**GIVEN PROBLEM**
Rename "forklift" to "delivery robot" throughout the entries below, keeping every other part unchanged and leaving out the pictures.

**Coordinate annotation entries**
## begin
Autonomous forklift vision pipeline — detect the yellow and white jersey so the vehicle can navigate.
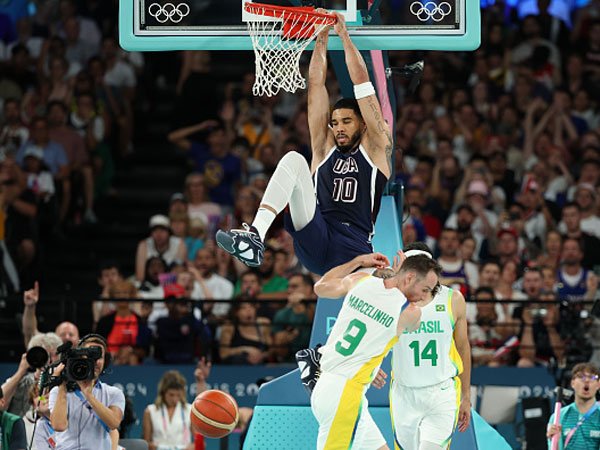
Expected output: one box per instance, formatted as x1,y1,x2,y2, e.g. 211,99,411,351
319,276,408,384
392,286,463,387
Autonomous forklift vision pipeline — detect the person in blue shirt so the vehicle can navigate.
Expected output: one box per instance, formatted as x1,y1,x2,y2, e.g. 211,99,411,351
546,363,600,450
216,10,393,275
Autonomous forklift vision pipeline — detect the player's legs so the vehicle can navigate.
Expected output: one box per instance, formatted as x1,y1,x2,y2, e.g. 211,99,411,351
390,382,423,450
252,152,317,239
216,152,317,267
352,398,389,450
216,152,317,267
419,377,460,450
310,373,368,450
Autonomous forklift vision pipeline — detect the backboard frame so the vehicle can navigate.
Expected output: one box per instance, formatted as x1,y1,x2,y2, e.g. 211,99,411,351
119,0,481,51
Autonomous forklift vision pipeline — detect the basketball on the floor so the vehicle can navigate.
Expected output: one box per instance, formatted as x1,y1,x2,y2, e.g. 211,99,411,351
190,389,240,438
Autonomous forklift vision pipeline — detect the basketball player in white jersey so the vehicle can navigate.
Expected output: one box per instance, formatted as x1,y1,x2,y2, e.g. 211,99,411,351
216,10,393,275
390,243,471,450
311,253,441,450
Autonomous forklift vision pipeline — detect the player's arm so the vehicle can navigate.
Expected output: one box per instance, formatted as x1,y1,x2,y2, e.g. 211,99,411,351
333,11,394,178
315,253,389,298
308,19,333,170
452,290,471,432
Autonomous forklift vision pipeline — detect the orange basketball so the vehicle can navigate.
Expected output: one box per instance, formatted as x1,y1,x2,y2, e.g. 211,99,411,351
190,389,240,438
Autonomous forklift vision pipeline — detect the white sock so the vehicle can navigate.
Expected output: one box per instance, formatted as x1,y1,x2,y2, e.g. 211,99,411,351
252,208,277,242
252,152,316,241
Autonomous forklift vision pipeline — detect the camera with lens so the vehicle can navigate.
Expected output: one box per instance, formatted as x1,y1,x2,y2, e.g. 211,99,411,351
531,308,548,319
26,346,50,370
40,342,102,391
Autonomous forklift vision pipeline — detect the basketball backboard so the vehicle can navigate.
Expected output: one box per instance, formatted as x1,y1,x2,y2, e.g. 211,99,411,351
119,0,481,51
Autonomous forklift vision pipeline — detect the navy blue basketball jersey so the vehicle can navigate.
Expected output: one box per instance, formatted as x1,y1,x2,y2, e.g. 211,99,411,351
313,145,387,242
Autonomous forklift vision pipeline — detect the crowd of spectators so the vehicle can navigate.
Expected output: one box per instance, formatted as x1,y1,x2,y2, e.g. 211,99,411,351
0,0,600,376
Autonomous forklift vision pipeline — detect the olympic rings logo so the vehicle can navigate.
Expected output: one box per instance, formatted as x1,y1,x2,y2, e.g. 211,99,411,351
148,3,190,23
410,1,452,22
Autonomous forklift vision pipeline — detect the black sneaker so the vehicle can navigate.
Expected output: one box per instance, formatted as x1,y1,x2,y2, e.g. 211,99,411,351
216,223,265,267
296,344,322,396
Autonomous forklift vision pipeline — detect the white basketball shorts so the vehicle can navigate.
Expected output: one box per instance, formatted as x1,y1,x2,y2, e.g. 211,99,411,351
310,373,386,450
390,377,460,450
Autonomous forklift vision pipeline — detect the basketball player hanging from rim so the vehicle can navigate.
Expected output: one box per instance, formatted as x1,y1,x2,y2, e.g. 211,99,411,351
216,9,393,275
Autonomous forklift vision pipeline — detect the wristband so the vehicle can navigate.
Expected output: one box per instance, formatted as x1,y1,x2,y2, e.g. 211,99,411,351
354,81,375,100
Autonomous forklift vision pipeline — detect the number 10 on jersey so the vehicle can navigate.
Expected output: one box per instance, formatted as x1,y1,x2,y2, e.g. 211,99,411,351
332,177,358,203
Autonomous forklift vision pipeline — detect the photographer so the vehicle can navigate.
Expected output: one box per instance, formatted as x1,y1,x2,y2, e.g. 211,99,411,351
514,267,564,367
2,333,62,417
546,363,600,449
50,334,125,450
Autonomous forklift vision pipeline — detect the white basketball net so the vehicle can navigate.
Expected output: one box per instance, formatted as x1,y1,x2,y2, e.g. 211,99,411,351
246,3,335,97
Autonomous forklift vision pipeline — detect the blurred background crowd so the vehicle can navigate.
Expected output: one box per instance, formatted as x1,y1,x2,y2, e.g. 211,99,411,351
## end
**ANSWER TO THE EXERCISE**
Autonomous delivery robot vision pipeline — detect the yellow and white jersey so the vehicle can navigate.
Expected output: one box per instance, formatted as x1,y1,x2,y2, e.g. 211,99,411,351
319,276,408,384
392,286,463,387
Autonomous delivery robot vision pipeline — detect the person in blue shirt so the vehicle can navigate.
Expected output: one box per instance, formatted as x1,y1,x2,y2, e.g. 211,99,411,351
546,363,600,450
216,10,393,275
Autonomous delivery robot vision pipeline — detect the player's legs so the vehicle can navigate.
Expected output: one box per instance, formatted as x1,y1,x2,y2, e.g. 211,99,411,351
390,382,423,450
252,152,317,239
216,152,317,267
352,398,389,450
216,152,317,267
419,377,460,450
310,373,368,450
Autonomous delivery robot vision pipeline — detect the backboard frame so the vehicle can navigate.
Expected output: one box per instance, formatted as x1,y1,x2,y2, e.g. 211,99,411,351
119,0,481,51
Autonomous delivery robot vision pipeline — detect the basketball on the floor so the vehicle can navigate.
Expected output: one box per instance, formatted as x1,y1,x2,y2, e.g. 211,99,411,351
190,389,240,438
Autonomous delivery robot vision pipeline — detect the basketball player in white jersey so the vehicle can navigate.
Expected output: one box per instance, formatted as x1,y1,x2,y2, e.g. 211,99,411,351
216,10,393,275
390,243,471,450
311,253,441,450
Autonomous delivery robot vision pipeline — detect the player's arm so the vehicle can navigate.
Expected output: one box per instance, formatted as x1,y1,x2,y2, e.g. 211,99,411,351
333,11,394,178
315,253,389,298
308,19,333,170
452,290,471,432
Autonomous delivery robot vision pipeline — detect the orange basketball so the vehicle can navigate.
Expected output: one box per instance, formatted as x1,y1,x2,y2, e.g. 211,99,411,351
190,389,240,438
Autonomous delivery robot vision pipeline — detect the white sock so the vehicle can navigate.
Expected output: one box per instance, formatted as x1,y1,x2,y2, e.g. 211,99,411,351
252,208,277,242
252,152,316,241
Autonomous delivery robot vision pipeline — detect the camera with lens so the vehicle can navigate.
Expected output: one box per instance, formatted as x1,y1,x2,y2, e.g. 211,99,411,351
531,308,548,319
26,346,50,370
40,342,102,391
Autonomous delivery robot vision pipeline — detect the basketball backboard so the vehicle can navigate.
Expected output: one box per instance, formatted as x1,y1,x2,y2, e.g. 211,99,411,351
119,0,481,51
Autonomous delivery robot vision pipeline — detect the navy blue basketball jersey so the vehicle can navigate.
Expected output: one box per instance, formatted as x1,y1,x2,y2, e.g. 211,99,411,351
313,145,387,242
Autonomous delivery robot vision pipeline — detect the crowd of spectators so the vehicle can navigate.
Expected output: one box per instance, formatted as x1,y1,x2,y2, e.g. 211,99,411,351
0,0,600,376
Autonomous delivery robot vision pipeline — detect the olympic rings logo so the vehicle can navigate.
Expected output: one box per instance, formatted as x1,y1,x2,y2, e.g. 211,99,411,351
148,3,190,23
410,1,452,22
Autonomous delivery robot vision pipeline — detect the black sneaker so the vehicle can navigate.
Expected output: one box per instance, formatted as x1,y1,x2,y2, e.g. 211,99,411,351
216,223,265,267
296,344,322,396
Autonomous delivery robot vision pipeline — detect the white basketball shorts so the vehicle can navigate.
Expected output: one box per instance, formatted as x1,y1,x2,y2, e.g. 211,99,411,351
310,373,386,450
390,377,460,450
Autonomous delivery robot vision pipeline — detect the basketball player hanging from rim so the vehicle can navigate.
Expected output: one box per instance, formatted as x1,y1,x2,y2, e.g. 211,99,411,351
216,9,393,275
Autonomous delivery robot vision pipeline — detect the wristband so the vehicle can navigate.
Expected output: one box per instance, formatted as x1,y1,x2,y2, e.g. 211,99,411,351
354,81,375,100
Autonomous delivery robot vision pipeline — detect the number 10 on jersey so the vehicle can navigate.
Expected output: one box per instance, formatted as x1,y1,x2,y2, e.g. 211,99,411,351
332,177,358,203
Autonomous delivery robot vision pipeline — detect the photographer so the vehicle can navigate.
Expected output: one box per instance, formatted as x1,y1,x2,y2, e.g. 211,99,411,351
514,267,564,367
2,333,62,417
546,363,600,449
50,334,125,450
Autonomous delivery robot vision pipeline — detect the white basketball net so the vehicle can navigate.
Expected output: one box per instance, formatted as x1,y1,x2,y2, e.g. 211,99,411,351
246,3,335,97
Autonomous delivery robot vision pipeline — detect the blurred background crowd so the vehicle can navigate.
Expected output: one box per instance, formatted as x1,y1,x2,y2, e.g. 211,99,411,351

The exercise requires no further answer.